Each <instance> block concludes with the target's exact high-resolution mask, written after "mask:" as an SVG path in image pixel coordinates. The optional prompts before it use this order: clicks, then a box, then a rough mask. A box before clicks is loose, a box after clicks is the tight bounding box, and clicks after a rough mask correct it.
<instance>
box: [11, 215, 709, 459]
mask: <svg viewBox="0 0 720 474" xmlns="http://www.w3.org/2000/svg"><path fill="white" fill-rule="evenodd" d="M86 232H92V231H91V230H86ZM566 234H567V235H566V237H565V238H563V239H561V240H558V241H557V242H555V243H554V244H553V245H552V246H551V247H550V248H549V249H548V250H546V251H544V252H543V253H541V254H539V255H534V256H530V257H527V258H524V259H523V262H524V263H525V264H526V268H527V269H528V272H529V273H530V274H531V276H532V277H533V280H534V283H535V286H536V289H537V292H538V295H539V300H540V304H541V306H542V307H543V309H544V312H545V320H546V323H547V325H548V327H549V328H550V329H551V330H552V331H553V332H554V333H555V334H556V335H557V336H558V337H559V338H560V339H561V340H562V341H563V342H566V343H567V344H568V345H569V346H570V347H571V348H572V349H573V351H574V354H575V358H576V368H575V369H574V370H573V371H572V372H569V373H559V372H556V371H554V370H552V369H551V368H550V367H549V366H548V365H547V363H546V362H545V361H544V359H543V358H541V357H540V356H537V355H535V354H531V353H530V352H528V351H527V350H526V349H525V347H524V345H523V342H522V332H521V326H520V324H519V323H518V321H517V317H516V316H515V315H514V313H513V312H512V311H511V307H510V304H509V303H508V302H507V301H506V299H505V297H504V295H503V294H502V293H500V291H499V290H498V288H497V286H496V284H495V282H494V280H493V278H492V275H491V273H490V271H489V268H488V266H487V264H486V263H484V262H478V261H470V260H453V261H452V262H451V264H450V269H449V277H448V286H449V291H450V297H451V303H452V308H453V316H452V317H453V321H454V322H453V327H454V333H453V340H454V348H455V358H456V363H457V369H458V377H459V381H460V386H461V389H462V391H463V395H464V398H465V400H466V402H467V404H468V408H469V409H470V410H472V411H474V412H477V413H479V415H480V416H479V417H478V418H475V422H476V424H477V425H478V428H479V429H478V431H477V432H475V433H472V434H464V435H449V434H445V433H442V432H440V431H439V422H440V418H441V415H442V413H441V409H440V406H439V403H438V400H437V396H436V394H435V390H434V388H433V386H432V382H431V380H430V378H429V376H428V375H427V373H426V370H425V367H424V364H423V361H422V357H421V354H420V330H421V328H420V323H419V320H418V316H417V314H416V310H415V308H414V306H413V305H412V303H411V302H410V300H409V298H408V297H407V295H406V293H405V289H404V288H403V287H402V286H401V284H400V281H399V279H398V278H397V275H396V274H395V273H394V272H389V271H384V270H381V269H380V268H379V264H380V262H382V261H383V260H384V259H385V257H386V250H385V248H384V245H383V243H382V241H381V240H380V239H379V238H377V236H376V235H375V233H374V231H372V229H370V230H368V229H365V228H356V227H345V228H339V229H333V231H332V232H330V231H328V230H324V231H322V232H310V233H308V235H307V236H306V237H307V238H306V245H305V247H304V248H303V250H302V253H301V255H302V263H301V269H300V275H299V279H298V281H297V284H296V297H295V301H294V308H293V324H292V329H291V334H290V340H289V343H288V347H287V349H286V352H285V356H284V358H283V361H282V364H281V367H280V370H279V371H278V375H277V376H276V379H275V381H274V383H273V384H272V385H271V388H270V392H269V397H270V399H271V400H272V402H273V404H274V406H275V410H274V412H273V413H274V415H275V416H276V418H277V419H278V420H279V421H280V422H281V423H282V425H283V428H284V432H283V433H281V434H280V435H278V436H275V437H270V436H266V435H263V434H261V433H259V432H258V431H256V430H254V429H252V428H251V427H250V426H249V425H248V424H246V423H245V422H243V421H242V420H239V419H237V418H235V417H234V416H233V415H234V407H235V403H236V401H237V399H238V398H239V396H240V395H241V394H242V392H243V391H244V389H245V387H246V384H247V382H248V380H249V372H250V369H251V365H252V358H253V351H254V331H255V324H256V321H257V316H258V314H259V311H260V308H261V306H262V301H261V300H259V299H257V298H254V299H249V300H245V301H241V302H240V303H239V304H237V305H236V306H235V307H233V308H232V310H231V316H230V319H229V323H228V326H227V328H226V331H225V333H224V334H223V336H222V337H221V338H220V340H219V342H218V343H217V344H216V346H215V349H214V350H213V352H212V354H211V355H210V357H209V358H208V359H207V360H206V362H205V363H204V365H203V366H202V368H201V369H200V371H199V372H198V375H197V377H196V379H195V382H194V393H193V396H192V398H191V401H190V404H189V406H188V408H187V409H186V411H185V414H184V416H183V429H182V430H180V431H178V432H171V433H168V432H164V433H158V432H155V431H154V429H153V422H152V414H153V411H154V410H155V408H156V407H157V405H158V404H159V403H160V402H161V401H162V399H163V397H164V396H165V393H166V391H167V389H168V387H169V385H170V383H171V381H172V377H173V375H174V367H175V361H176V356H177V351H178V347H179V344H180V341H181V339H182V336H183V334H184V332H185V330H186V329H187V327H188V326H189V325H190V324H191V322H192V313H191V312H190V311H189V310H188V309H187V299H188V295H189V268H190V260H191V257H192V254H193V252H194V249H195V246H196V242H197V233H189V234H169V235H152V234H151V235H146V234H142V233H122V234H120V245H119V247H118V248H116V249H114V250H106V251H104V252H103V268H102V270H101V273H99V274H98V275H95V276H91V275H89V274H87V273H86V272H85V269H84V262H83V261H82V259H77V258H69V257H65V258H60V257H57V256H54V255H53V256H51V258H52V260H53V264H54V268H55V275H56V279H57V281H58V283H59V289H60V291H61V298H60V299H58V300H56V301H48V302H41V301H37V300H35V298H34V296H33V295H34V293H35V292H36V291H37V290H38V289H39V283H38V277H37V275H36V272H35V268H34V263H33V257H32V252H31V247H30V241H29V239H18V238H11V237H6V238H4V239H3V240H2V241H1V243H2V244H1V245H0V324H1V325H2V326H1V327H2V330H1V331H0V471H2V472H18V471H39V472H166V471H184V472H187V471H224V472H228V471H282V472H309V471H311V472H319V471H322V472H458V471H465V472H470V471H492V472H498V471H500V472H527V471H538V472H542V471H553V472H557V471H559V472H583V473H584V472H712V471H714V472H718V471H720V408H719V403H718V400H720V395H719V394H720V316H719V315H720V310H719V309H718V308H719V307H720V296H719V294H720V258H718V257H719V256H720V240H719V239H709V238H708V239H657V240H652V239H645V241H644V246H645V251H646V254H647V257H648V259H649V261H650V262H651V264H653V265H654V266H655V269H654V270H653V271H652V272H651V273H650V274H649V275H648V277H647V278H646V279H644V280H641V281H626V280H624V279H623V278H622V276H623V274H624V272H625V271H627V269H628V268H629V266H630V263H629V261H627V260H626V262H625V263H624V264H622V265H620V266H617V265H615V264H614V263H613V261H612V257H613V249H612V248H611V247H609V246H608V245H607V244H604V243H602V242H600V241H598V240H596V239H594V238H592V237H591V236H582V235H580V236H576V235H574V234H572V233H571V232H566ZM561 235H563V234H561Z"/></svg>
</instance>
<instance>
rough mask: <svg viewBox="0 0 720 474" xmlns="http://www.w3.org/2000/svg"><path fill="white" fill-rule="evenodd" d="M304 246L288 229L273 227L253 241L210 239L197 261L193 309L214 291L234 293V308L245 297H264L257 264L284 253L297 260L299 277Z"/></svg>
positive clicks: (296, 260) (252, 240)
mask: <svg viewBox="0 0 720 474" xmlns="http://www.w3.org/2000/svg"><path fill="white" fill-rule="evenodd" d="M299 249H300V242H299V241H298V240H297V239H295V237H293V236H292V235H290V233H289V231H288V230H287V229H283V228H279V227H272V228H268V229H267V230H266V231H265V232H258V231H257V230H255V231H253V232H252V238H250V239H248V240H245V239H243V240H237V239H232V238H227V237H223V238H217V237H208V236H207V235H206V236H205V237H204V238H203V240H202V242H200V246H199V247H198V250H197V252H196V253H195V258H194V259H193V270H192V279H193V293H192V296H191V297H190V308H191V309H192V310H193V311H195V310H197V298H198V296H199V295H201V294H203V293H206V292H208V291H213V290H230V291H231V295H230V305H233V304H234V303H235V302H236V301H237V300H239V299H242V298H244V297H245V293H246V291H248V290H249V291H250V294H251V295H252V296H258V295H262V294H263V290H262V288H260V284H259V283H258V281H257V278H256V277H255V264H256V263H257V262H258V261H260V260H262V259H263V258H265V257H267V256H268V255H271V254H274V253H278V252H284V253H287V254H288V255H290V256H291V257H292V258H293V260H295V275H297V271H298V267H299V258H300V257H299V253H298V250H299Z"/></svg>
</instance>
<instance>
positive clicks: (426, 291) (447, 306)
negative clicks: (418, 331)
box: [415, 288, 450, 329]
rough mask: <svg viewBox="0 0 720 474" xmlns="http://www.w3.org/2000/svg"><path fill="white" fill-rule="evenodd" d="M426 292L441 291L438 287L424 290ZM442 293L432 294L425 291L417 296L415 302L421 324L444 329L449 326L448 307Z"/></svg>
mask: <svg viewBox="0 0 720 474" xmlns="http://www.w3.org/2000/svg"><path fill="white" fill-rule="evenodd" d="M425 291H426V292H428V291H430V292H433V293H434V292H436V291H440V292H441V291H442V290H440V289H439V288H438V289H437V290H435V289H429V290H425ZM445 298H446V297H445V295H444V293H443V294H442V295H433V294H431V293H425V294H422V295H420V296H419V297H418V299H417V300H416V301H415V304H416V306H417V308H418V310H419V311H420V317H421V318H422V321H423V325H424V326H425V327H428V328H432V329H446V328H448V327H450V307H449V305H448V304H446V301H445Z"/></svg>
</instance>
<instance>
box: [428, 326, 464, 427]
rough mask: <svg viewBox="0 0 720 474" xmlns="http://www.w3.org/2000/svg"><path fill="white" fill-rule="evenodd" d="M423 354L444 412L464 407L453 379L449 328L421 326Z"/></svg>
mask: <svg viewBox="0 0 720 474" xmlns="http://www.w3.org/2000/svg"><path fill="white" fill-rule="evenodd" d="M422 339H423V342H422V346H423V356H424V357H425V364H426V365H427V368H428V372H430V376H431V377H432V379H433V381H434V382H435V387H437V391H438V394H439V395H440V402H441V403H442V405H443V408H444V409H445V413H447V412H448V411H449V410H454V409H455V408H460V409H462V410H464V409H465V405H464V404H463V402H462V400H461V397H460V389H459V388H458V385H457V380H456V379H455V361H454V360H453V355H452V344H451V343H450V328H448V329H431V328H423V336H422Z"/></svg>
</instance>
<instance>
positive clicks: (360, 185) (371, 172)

★ ★ ★ ★

■ **Problem details**: List every line of the records that contains the string "positive", reproducing each such line in full.

■ **Completed exercise**:
positive clicks: (296, 260) (252, 240)
positive clicks: (426, 291) (447, 306)
positive clicks: (360, 185) (371, 172)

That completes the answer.